# Problem to work on:
Pick up the article on responsible government and first-past-the-post voting after its final sentence and write the next part.

# Article:

##########

Different parts of Canada achieved responsible government at different times. But responsible to whom?


Usually it is said that responsible government is achieved when an elected assembly, not appointed officials, controls the budget.


it is implied that a mere majority of the members in the elected assembly may control the budget and dominate the government. And that is fine -- what more can we expect except for consensus.


But is having an elected assembly enough?


Just casting votes is not enough.


Just electing a most-popular member in separate FPTP contests is not enough if it means a minute portion of voters can elect the majority that wields power in the assembly.


By saying elected assembly, we assume that most votes will be used to elect assembly members, and that about half of those votes will have elected the majority members.


This happens when FPTP is used if only two candidates compete but as soon as you have three-corned contests, you can see perhaps as few as 5 percent of voters electing a group that can wield power.


I'll show you how this can happen --

100,000 voters (voters who actually vote)

say 25 districts with 4000 voters voting in each


Only two candidates in each -- winner has at least 50 percent plus 1 in each, so each winner elected with 2001 votes,

winners elected with at least 50,025 votes.

then a majority could be composed in the Assembly of just 13 members with a total of 25,013 votes (about a quarter of votes cast overall).


But if three-cornered contests occur in each district, the winner may have as few as 1/3rd of votes plus 1, or 1334 votes

bringing the winners' total to 33,350 votes overall.

then a majority could be composed in the Assembly of just 13 members with a total of 17,342 votes, about 1/6th of votes cast overall.


Where even more run, such as 7 to nine candidates in a single-winner contest, as in many of the wards used to elect the Edmonton city council in 12 separate single-member wards, the winner's share of votes may be as few as 30%.

and then (using the format as above) the winners' share could drop to just 1200 votes in each district, with total winners' share of 30,000,

with the 13-member majority block elected by as few as about 16,000 votes, less than 1/6th of the votes cast.

##########

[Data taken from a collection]
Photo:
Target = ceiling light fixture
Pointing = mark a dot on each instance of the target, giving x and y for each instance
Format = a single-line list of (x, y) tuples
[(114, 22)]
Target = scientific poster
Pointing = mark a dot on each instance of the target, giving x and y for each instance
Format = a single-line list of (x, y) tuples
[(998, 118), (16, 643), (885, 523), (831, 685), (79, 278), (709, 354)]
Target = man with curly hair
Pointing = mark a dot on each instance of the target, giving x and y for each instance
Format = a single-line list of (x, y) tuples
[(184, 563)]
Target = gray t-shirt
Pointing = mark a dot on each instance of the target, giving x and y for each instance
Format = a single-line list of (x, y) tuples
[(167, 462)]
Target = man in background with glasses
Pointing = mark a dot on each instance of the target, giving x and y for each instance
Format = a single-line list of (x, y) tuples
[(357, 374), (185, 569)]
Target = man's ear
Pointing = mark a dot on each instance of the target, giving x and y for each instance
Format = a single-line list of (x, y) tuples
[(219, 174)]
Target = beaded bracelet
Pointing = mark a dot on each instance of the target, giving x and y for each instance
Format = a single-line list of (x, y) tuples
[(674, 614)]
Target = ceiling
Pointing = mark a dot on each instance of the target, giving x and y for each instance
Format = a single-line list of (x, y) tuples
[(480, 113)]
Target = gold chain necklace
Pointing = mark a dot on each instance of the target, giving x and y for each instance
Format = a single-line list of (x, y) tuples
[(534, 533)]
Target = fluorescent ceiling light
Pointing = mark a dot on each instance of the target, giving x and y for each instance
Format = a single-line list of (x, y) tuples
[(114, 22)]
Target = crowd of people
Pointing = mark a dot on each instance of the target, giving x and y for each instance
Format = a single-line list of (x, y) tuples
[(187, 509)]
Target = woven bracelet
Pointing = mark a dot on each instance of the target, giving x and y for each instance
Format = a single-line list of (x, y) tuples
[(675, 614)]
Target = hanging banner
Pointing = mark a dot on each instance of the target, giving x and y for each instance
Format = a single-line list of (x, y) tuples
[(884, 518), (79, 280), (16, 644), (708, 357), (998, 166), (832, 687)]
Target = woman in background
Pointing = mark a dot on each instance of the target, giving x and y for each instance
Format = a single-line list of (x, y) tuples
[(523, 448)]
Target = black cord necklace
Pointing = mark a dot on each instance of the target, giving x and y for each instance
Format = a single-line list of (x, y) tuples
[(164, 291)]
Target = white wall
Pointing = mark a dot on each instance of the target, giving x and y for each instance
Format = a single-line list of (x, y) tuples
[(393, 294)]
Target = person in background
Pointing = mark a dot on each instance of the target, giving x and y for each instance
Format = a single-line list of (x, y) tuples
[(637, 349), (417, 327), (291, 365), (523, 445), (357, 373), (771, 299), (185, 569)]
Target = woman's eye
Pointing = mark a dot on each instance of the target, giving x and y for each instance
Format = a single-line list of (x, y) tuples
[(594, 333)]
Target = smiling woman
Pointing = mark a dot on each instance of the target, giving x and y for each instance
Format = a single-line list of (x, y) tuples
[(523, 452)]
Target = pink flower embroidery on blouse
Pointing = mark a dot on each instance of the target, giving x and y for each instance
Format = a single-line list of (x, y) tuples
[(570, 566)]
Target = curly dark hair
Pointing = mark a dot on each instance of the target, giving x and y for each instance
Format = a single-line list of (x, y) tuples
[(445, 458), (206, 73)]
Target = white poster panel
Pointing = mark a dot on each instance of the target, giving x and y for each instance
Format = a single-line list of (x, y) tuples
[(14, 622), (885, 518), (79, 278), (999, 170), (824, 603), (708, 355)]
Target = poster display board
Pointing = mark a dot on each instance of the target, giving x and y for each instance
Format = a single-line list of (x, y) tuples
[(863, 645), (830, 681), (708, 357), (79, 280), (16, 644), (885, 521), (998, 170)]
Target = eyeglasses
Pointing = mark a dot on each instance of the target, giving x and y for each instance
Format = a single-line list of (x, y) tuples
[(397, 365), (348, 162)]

##########

# Answer to the task:
Plus you have un-competitive contests where it is pretty much known whom will be elected, voter turnout drops and drops till you have as few as less than a third voting, same as the Edmonton city election where only 30.41 percent of eligible voters voted.


With the lower turnout, and where only 1216 of the formatted 4000 voters in each ward actually vote, success in a ward could come with just 364 votes.

If that is done across the 25 districts, it would mean all winners a receive total of just about 9000 votes of the 100,000 eligible voters.

with a majority in the Assembly composed of members who received just 4500 votes, a mere 4.5 percent of the 100,000 eligible voters.


=========================================


Responsible government, or "responsible cabinet government", as it is phrased in Colonists and Canadians, p. 238, was not considered enough back in the 1850s.


In the 1850s Reformers known as the Clear Grits called for a move beyond the British system of responsible cabinet government to a written constitution on U.S. elective lines, with manhood suffrage, vote by ballot, and other measures then considered decidedly belonging to an advanced democracy. ...

These proposals were explained in the Grits' journal William McDougall's North American newspaper in essays particularly addressed to the "Farmers of Canada." (p. 238)

[This McDougall is Sir William McDougall 1822-1905 who was later blocked from performing his official duties by Metis from entering Manitoba in the first Riel Rebellion. Thus he was in some ways similar to Edmonton's Frank Oliver - a reform-minded Liberal whose support for small farmers made him a threat to Metis and First Nations people.

see Montopedia blog "Pantheon of Reformers -- William McDougall ..."]


Manhood suffrage was achieved by 1867 (I think), at least for men older than 20, and secret voting (vote by ballot), by 1874. However Canada still does not have an elected Senate and its constitution is only partially written (not that the U.S. Constitution written as it is is any great thing to copy!)


"By 1851 radicalism had created such a stir in politics that both Baldwin and Lafontaine retired in frustration., leaving the government to their chief lieutenants, Francis Hincks and A.N. Morin. (p. 238)


... George Brown was editor of the Toronto Globe ,which had launched in 1844 and had made into the strongest reform paper in Canada.

"Brown had vigorously opposed the Clear Grit movement chiefly because he believed in the superiority of the British parliamentary system over the U.S. political model."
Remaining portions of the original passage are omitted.